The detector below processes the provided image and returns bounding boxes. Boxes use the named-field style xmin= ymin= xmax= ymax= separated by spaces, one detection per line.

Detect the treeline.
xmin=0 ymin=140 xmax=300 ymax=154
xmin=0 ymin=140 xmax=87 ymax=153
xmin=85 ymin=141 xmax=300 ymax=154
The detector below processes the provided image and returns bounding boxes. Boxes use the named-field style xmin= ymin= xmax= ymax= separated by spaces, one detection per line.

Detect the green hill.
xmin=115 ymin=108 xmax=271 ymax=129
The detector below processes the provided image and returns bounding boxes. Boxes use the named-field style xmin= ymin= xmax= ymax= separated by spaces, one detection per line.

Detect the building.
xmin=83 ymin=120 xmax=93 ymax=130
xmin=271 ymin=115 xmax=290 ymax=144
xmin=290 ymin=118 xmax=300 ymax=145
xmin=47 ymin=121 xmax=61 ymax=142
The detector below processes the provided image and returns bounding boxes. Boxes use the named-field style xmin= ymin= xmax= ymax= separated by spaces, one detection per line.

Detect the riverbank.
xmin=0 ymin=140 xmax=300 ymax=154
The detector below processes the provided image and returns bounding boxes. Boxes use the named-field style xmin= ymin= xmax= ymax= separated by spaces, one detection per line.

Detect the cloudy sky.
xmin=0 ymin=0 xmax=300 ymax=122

**Aim of the exercise**
Please switch "bounding boxes" to "box coordinates" everywhere it occurs in the rows above, then write out all the rows again with nothing else altered.

**Exercise result**
The detector below processes the provided image and returns box coordinates. Boxes use the named-field style xmin= ymin= xmax= ymax= separated by spaces, one detection per line.

Detect the treeline.
xmin=0 ymin=140 xmax=300 ymax=154
xmin=0 ymin=140 xmax=87 ymax=153
xmin=85 ymin=141 xmax=300 ymax=154
The detector below processes the provided image and returns box coordinates. Boxes use the named-field style xmin= ymin= xmax= ymax= separated by spaces, one detection per line.

Detect the green hill.
xmin=115 ymin=108 xmax=271 ymax=129
The detector below processes the provided image and returns box coordinates. Boxes use the named-field style xmin= ymin= xmax= ymax= separated by spaces, one detection per line.

Detect the building.
xmin=83 ymin=120 xmax=93 ymax=130
xmin=271 ymin=115 xmax=290 ymax=144
xmin=290 ymin=118 xmax=300 ymax=145
xmin=47 ymin=121 xmax=61 ymax=142
The detector below processes the provided image and returns box coordinates. Boxes use the named-field style xmin= ymin= xmax= ymax= separated by spaces, one detection per line.

Detect the riverbank.
xmin=0 ymin=140 xmax=300 ymax=154
The detector below processes the provided image and returns box coordinates. Boxes use the named-field style xmin= ymin= xmax= ymax= separated by spaces, one detection per line.

Detect the cloudy sky.
xmin=0 ymin=0 xmax=300 ymax=122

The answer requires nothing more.